*Study text*

╭──

Douglas Pfeiffer, PhD, Professor of Entymology at Virginia Tech
Dr. Pfeiffer’s position (40% teaching, 35% research, 25% extension) at Virginia Tech deals primarily with fruit integrated pest management and ecological interactions in orchards and vineyards. In recent years, his research has included mating disruption for lepidopteran pests and insect/plant interactions. Pfeiffer’s current research focus has centered strongly in vineyard pest management, especially grape root borer, Japanese beetle and sharpshooters that transmit Pierce’s disease. Another new research focus of Pfeiffer’s deals with insects feeding on raspberries and blackberries, especially Japanese beetle, green June beetle and stink bugs. He earned a BS from University of Massachusetts, an MS from North Carolina State University, and a PhD from Washington State University.
(Photo courtesy of Virginia Tech)
Kent Sensenig, Eastern Mennonite University, Adjunct Professor of Bible & Religion
Kent was born in 1970 to Mennonite missionary parents in Saigon, Vietnam,but mostly grew up as a Mennonite Central Committee “kid” in Akron, PA. He is a graduate of Eastern Mennonite College (B.A. 1992) and Associated Mennonite Biblical Seminary (M.A. 1998) and did doctoral studies in Christian Ethics at Fuller Theological Seminary. One of his areas of special interest is ecological ethics (or “Creation Care” and “Sabbath Economics”: God’s first “Great Commission” to humans to “tend and keep”/cultivate and conserve the good and gracious gift of land). Although he didn’t grow up on a farm, he stumbled into the “local food movement” after college via a friend’s family farm. Working as a “garden intern” on organic CSA vegetable farms has become a kind of perennial “summer job”: 12 seasons worth, in PA, WI, IA, and now VA, including three seasons running his own little CSA operation. Kent is also a “pastor’s husband,” supporting his wife’s ministry in several Mennonite congregations over the last 14 years.

╰──

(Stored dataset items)

╭──

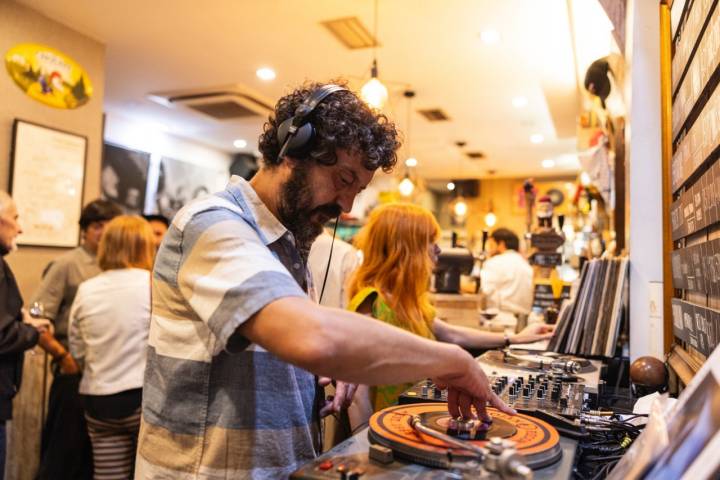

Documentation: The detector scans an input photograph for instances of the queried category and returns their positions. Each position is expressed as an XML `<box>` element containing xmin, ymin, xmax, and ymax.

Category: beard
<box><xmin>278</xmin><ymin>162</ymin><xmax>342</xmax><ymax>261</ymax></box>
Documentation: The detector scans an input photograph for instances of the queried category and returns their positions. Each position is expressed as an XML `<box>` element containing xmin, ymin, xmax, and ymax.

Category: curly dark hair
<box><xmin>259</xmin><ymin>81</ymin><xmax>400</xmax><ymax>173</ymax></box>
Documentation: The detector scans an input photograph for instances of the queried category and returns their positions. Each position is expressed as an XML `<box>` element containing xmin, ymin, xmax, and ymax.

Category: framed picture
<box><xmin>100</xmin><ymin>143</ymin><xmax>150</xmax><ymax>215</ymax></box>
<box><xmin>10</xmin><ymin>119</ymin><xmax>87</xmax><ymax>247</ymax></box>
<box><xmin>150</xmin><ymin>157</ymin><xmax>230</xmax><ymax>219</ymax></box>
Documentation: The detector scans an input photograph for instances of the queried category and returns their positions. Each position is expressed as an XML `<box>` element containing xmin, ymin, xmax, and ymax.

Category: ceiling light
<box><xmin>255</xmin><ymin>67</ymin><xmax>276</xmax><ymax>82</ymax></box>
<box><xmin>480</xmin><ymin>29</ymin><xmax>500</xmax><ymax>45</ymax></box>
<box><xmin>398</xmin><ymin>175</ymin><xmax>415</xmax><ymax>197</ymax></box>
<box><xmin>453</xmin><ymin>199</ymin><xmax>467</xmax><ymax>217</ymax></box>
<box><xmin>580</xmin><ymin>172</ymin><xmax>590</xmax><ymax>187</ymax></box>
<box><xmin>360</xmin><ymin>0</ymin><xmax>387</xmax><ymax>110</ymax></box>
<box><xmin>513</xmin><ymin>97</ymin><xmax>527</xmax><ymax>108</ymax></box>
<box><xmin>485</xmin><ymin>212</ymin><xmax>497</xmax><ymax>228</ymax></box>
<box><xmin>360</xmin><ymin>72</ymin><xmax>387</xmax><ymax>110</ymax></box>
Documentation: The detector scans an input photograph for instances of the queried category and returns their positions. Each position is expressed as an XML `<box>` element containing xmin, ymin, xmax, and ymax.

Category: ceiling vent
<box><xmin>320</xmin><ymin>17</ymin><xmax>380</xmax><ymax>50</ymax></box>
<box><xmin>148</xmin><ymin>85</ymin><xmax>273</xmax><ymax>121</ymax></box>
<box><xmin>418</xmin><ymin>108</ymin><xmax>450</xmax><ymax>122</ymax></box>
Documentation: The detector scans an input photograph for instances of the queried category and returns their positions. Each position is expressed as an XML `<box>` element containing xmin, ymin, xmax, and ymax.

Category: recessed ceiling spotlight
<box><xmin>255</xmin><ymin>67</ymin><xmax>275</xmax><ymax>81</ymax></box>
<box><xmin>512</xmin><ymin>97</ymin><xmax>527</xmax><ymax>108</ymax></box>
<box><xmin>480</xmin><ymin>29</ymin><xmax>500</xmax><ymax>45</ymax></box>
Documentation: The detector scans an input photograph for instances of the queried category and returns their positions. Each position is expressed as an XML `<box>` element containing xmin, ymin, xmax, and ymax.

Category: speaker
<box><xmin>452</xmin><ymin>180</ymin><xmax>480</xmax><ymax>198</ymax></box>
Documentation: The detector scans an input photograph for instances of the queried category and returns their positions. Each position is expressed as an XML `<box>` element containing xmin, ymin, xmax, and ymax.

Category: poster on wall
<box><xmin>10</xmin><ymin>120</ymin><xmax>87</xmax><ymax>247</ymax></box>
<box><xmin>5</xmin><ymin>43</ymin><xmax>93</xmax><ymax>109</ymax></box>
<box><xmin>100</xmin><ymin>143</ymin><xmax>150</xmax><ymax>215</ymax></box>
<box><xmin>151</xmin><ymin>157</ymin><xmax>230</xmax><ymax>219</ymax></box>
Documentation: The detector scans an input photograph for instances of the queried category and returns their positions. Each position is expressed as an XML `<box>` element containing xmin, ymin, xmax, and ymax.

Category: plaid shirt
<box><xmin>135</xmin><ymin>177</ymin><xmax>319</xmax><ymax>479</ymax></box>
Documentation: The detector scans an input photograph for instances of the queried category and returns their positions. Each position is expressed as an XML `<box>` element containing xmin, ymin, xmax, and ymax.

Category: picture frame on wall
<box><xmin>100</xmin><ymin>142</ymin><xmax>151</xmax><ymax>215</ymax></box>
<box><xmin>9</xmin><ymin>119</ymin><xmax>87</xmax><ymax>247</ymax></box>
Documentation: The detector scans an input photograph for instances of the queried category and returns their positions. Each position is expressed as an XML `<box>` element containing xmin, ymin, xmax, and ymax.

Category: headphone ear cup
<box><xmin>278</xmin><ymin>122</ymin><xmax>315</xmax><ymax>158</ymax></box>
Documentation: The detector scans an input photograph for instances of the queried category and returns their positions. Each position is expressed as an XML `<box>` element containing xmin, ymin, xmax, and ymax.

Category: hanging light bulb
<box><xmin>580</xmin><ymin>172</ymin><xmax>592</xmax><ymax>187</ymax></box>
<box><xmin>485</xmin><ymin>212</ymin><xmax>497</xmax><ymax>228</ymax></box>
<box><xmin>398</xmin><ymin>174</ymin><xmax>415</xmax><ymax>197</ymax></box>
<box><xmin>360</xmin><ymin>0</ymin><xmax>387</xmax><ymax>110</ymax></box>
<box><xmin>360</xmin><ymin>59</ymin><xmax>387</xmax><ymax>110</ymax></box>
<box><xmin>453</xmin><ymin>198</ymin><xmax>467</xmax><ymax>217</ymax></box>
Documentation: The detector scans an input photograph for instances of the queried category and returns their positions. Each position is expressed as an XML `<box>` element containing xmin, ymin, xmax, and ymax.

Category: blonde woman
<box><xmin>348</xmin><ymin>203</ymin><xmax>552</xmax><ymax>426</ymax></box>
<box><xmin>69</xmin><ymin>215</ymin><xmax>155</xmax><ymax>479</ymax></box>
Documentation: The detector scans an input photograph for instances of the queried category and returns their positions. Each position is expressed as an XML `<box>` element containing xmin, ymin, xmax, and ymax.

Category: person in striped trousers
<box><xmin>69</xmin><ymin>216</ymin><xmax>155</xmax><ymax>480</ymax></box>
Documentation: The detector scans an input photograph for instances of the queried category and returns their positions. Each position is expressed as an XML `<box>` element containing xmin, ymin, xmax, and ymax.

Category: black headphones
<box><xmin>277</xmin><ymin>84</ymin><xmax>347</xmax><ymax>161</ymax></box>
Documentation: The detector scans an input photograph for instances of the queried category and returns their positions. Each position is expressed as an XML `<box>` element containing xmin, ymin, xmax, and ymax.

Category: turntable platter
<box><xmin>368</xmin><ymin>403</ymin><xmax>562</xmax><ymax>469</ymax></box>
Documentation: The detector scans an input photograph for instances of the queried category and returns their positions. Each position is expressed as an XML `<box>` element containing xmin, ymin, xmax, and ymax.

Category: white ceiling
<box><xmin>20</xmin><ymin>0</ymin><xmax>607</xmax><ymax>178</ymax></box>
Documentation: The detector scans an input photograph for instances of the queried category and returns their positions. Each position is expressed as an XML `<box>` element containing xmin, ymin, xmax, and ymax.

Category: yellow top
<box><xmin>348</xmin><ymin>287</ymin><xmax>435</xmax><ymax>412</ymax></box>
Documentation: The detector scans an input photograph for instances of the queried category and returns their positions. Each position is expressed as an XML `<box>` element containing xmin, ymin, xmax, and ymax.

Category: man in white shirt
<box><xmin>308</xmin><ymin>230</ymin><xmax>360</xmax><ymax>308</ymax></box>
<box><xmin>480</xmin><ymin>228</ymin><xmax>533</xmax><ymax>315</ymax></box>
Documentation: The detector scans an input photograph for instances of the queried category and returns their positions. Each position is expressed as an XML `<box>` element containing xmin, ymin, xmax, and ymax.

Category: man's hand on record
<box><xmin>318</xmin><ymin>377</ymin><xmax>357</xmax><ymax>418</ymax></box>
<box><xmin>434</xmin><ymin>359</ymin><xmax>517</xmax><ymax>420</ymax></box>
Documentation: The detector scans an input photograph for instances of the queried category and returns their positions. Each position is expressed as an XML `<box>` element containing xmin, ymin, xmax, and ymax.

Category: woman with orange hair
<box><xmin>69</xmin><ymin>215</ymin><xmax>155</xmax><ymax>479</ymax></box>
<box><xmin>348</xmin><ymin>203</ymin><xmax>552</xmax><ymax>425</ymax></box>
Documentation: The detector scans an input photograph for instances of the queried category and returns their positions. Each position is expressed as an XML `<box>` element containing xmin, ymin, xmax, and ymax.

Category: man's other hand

╰──

*Task item*
List every school where Pfeiffer earned a degree, according to the faculty profiles.

*Answer for the task*
University of Massachusetts, North Carolina State University, Washington State University